SELECTED EXCERPT ->
- - - -
Our backyard is a national park — or at least it was for one night of camping.

After more than a month of all four of us working and schooling from home because of COVID-19, our family needed an adventure. Eleanor (12) and Abigail (10) needed to do something exciting, and so did my wife, Beth, and I. It was time for what I dubbed "COVID camping."

It’s not easy to have an adventure without going anywhere, so I proposed taking a camping trip in the backyard complete with tent-sleeping and cooking all of our meals over the fire. I thought it might add to the excitement if we included a virtual tour of a national park. We settled on Joshua Tree National Park.

The website had a surprising number of resources, including a virtual scavenger hunt, a virtual tour passport stamp, guided video tours of the Keys family homestead from the early 1900s,complete with a uniformed ranger, and even a webcam with updates on the view from Belle Mountain every 15 minutes. It was interesting to see the 20-degree real-time temperature difference and imagine what it might feel like to be camping in the desert instead of our backyard.

The Sievers had a virtual park ranger to show them around the Keys' family homestead in Joshua Tree National Park. Contributed by John Sievers.
The Sievers had a virtual park ranger to show them around the Keys' family homestead in Joshua Tree National Park. Contributed by John Sievers.

We learned about everything from gold mining to rock climbing and saw some of the park’s famous rock formations, like Arch Rock. Between all of the online features, there was more of the virtual park than we could possibly see in one “trip.”

The tour over, it was time for some food over the fire. The scent of woodsmoke mingling with baking apples and bubbling beans, the sticky s’mores fingers, and even the chorus of pre-dawn birds waking us as we shivered in our thin-walled tent at 4 a.m. made for the perfect staycation. It will be a memorable experience that my family will always cherish. Or at least one that will result in “remember when dad made us” stories I’m sure to hear later in life.

John, Eleanor, and Abigail Sievers cook breakfast over a fire. Contributed by John Sievers.
John, Eleanor, and Abigail Sievers cook breakfast over a fire. Contributed by John Sievers.

Abigail (10)

The first thing you should know about backyard camping is that it is a lot of fun. The second thing you should know is that it is a great way to bond with your family. One of the things that I thought was really fun was experimenting over the fire. By this, I mean we got to try cooking anything and everything over the fire. One of the many things that I tried was making cobbler over the fire. It is a simple blend of apple pie spice, peeled apples, and cinnamon. I really enjoyed camping in our backyard. I really hope you consider doing this yourself.
- - - -
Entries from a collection

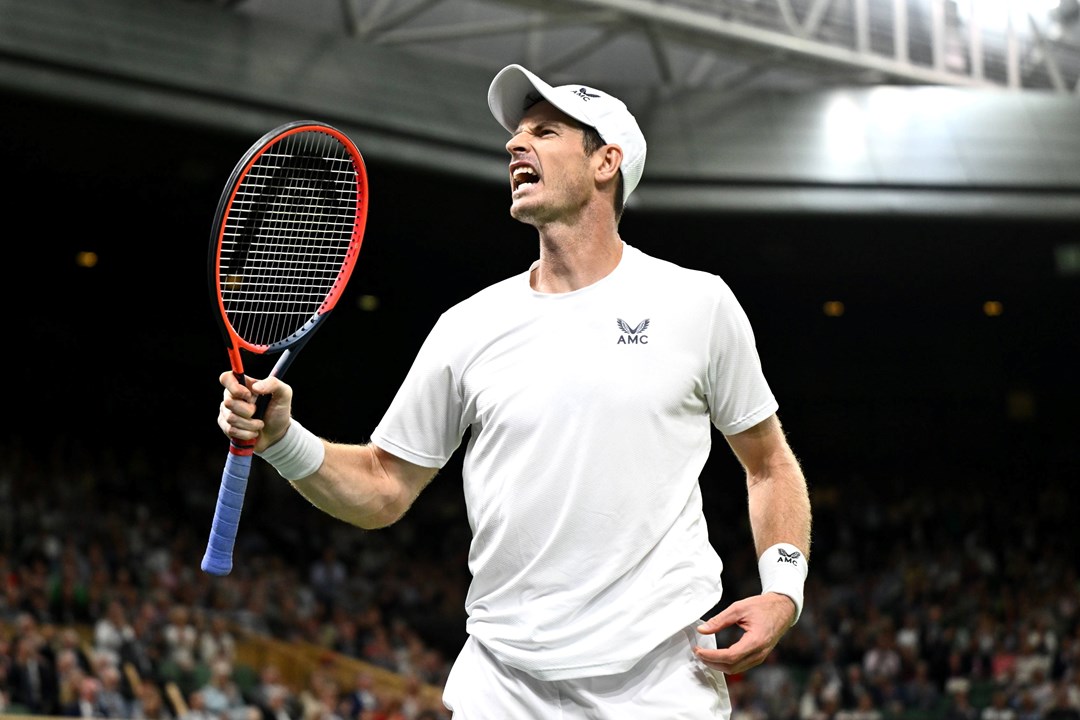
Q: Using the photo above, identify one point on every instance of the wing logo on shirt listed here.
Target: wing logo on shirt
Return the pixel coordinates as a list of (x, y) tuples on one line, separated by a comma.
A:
[(787, 557), (633, 335)]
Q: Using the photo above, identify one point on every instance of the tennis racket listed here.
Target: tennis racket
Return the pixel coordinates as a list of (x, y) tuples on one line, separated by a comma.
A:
[(284, 242)]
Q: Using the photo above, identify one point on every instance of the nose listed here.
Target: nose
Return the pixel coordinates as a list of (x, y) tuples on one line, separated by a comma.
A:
[(516, 144)]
- - - -
INSTRUCTIONS FOR THE TASK -> Reproduce the part of the backyard camping story above between "The website had" and "of our backyard.", inclusive.

SOLUTION TO THIS PROBLEM ->
The website had a surprising number of resources, including a virtual scavenger hunt, a virtual tour passport stamp, guided video tours of the Keys family homestead from the early 1900s,complete with a uniformed ranger, and even a webcam with updates on the view from Belle Mountain every 15 minutes. It was interesting to see the 20-degree real-time temperature difference and imagine what it might feel like to be camping in the desert instead of our backyard.